Out of the lines below, please list those that hold the string "queried".

Start of THE RECORDS

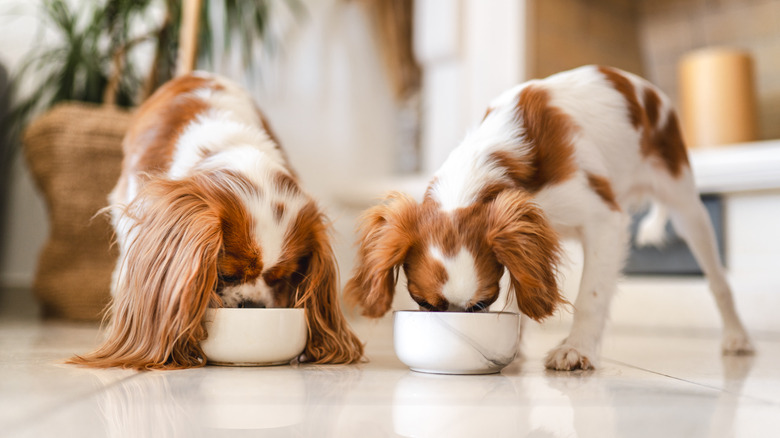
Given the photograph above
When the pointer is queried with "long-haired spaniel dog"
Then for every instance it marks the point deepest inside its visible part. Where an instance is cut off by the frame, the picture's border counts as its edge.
(208, 212)
(566, 156)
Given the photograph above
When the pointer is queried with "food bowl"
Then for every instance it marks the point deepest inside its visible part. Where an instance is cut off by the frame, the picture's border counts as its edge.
(254, 337)
(456, 342)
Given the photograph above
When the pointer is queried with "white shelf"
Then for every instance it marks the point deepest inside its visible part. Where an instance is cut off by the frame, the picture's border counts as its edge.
(738, 167)
(727, 169)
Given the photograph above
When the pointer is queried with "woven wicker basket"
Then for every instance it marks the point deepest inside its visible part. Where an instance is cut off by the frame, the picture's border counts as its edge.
(74, 153)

End of THE RECORDS

**OUTPUT OF THE TASK:**
When the pointer is queried with "long-haired spaniel dog"
When the pointer is queried with "food bowl"
When the pointer is queried with "white shelf"
When the pointer is queried with "woven wicker basket"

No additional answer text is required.